● **Required action**:
Images do not belong in the copy. Retype all the entries below exactly.

● **Task data**:
· · · · ·

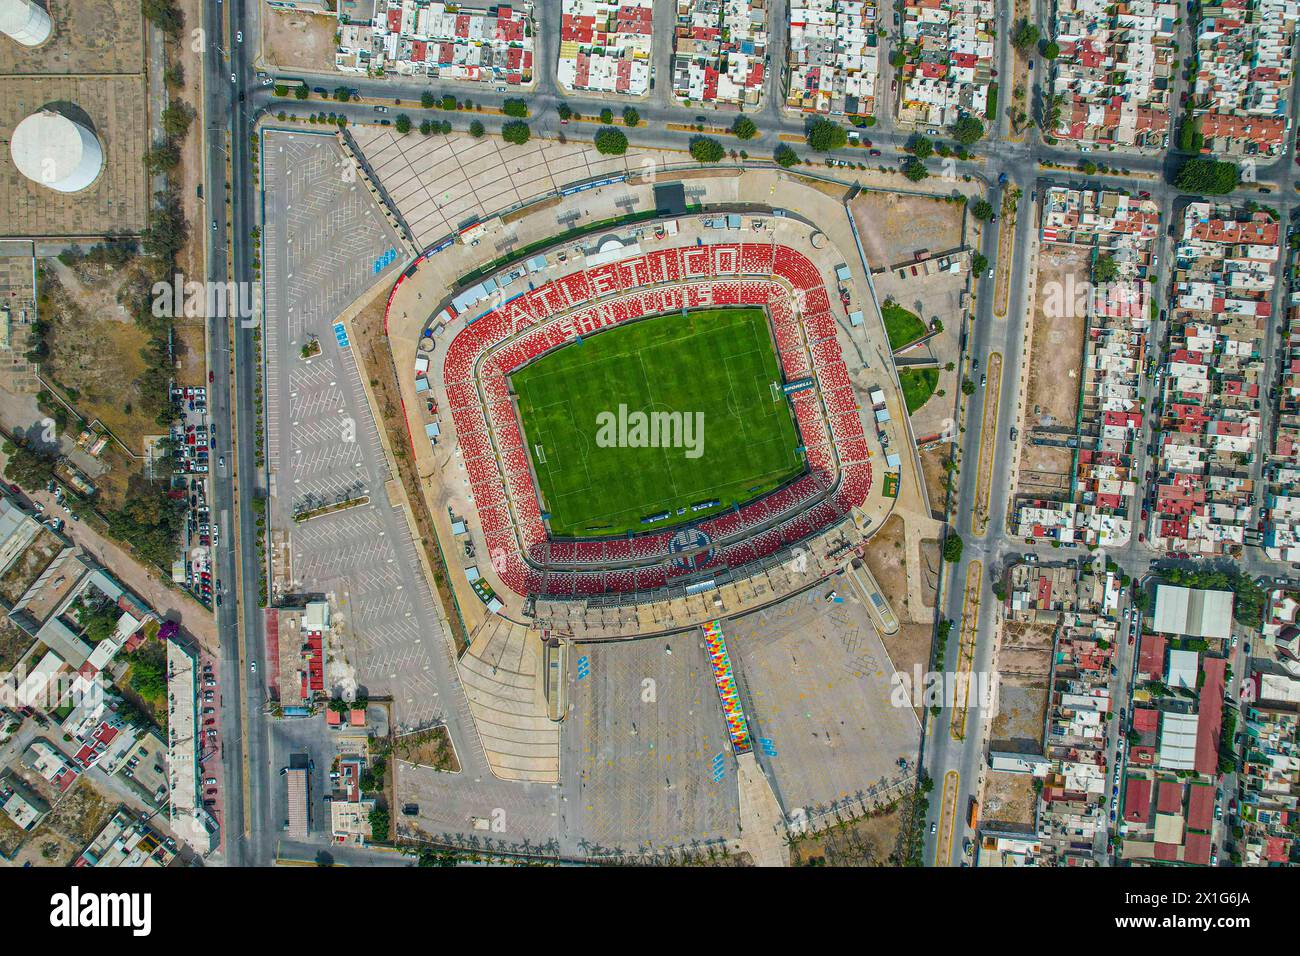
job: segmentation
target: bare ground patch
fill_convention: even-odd
[[[332,71],[337,31],[330,17],[262,9],[263,52],[278,66]]]
[[[873,267],[911,260],[922,249],[945,252],[961,244],[962,207],[943,199],[862,192],[850,204],[867,261]]]
[[[868,816],[838,824],[790,845],[792,866],[897,866],[895,850],[903,826],[902,801]]]
[[[52,531],[46,531],[42,527],[31,543],[23,549],[18,559],[5,571],[4,576],[0,577],[0,597],[10,604],[17,604],[18,599],[35,583],[41,576],[41,572],[50,566],[50,562],[62,550],[63,542],[55,537]],[[7,668],[0,668],[0,670],[5,669]]]
[[[1079,409],[1083,362],[1083,315],[1077,310],[1048,308],[1062,302],[1061,290],[1088,279],[1088,254],[1072,247],[1044,246],[1038,259],[1029,388],[1025,401],[1025,436],[1020,446],[1021,494],[1056,496],[1068,490],[1073,455],[1068,448],[1035,445],[1036,429],[1073,429]],[[1071,277],[1073,277],[1071,279]],[[1053,291],[1056,290],[1056,291]],[[1049,315],[1048,312],[1052,314]]]
[[[934,517],[943,518],[944,503],[948,500],[948,471],[944,462],[953,453],[952,443],[931,445],[921,452],[921,471],[925,475],[925,491],[930,498]]]
[[[403,734],[393,741],[393,754],[407,763],[449,773],[460,772],[460,761],[446,727],[430,727]]]
[[[146,364],[141,354],[149,334],[118,304],[118,295],[135,280],[130,266],[104,273],[75,274],[57,260],[40,277],[42,318],[50,324],[50,354],[42,374],[64,389],[77,411],[103,422],[137,454],[144,437],[160,431],[142,408],[136,380]]]

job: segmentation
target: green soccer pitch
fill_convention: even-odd
[[[512,384],[557,537],[660,530],[804,470],[761,309],[677,313],[598,332],[515,373]],[[690,510],[712,499],[720,503]]]

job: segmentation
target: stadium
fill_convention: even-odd
[[[764,211],[742,238],[739,218],[560,244],[430,316],[417,390],[453,425],[437,440],[463,491],[445,504],[490,610],[645,633],[731,610],[743,582],[763,583],[740,604],[774,602],[860,553],[875,436],[836,264],[811,223]]]

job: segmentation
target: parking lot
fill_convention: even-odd
[[[359,683],[391,693],[397,721],[445,717],[434,656],[442,635],[338,315],[400,266],[399,246],[331,137],[268,133],[265,166],[267,454],[273,536],[288,586],[334,604]],[[303,346],[319,351],[303,357]],[[308,351],[312,351],[308,349]],[[296,512],[368,497],[295,522]]]
[[[829,586],[727,624],[754,750],[787,817],[844,806],[907,774],[920,725],[890,700],[893,665],[867,609]]]
[[[737,839],[736,761],[700,632],[579,645],[569,662],[561,769],[585,852]]]

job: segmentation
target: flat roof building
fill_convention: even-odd
[[[1232,632],[1232,592],[1158,585],[1154,626],[1166,634],[1227,638]]]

· · · · ·

● **Task response**:
job: segmentation
target: bare ground patch
fill_convention: even-odd
[[[332,71],[337,31],[330,17],[262,9],[263,52],[278,66]]]
[[[873,267],[911,260],[922,249],[945,252],[961,244],[962,207],[943,199],[862,192],[850,204],[867,261]]]
[[[868,816],[838,824],[790,845],[792,866],[897,866],[895,850],[903,826],[902,801]]]
[[[52,531],[46,531],[42,527],[31,543],[23,549],[18,559],[5,571],[4,576],[0,577],[0,597],[10,604],[17,604],[18,599],[35,583],[41,576],[41,572],[50,566],[50,562],[62,550],[63,542],[55,537]],[[7,668],[0,668],[0,670],[5,669]]]
[[[1079,409],[1083,362],[1083,315],[1077,310],[1048,308],[1062,302],[1061,290],[1088,279],[1088,254],[1072,247],[1044,246],[1038,259],[1029,388],[1025,401],[1025,436],[1020,446],[1021,494],[1056,496],[1068,490],[1073,455],[1068,448],[1035,445],[1036,429],[1073,429]],[[1071,277],[1073,277],[1071,279]],[[1053,291],[1056,290],[1056,291]],[[1049,315],[1048,312],[1052,314]]]
[[[934,517],[943,518],[944,503],[948,500],[948,471],[944,462],[953,453],[952,443],[931,445],[921,452],[921,471],[925,475],[925,491],[930,498]]]
[[[403,734],[393,741],[393,754],[407,763],[449,773],[460,772],[460,761],[446,727],[430,727]]]
[[[146,364],[141,354],[149,334],[118,304],[118,295],[135,280],[130,266],[104,273],[75,274],[57,260],[40,277],[42,318],[50,324],[50,354],[42,374],[64,389],[77,411],[103,422],[137,454],[144,437],[160,431],[142,408],[136,380]]]

job: segmentation
target: green soccer pitch
fill_convention: even-odd
[[[512,384],[557,537],[660,530],[804,470],[761,309],[677,313],[598,332],[515,373]],[[690,510],[712,499],[720,503]]]

job: segmentation
target: stadium
fill_convention: even-odd
[[[764,211],[742,238],[739,218],[560,244],[430,316],[417,390],[453,425],[437,440],[463,491],[445,504],[490,610],[645,633],[731,610],[743,582],[763,583],[740,604],[774,602],[860,553],[875,436],[836,264],[811,223]]]

job: segmentation
target: parking lot
fill_convention: even-odd
[[[359,683],[391,693],[397,721],[445,717],[434,656],[442,635],[338,315],[400,266],[399,246],[331,137],[268,133],[265,166],[267,454],[273,536],[288,586],[334,604]],[[303,346],[319,351],[303,357]],[[308,351],[312,351],[308,349]],[[296,512],[368,497],[295,522]]]
[[[829,586],[727,624],[754,750],[787,817],[844,806],[907,774],[920,725],[890,700],[893,665],[867,609]]]
[[[737,839],[736,761],[700,632],[579,645],[569,662],[561,769],[585,852]]]

job: segmentation
target: flat roof building
fill_convention: even-odd
[[[1232,632],[1232,592],[1158,585],[1154,626],[1166,634],[1227,638]]]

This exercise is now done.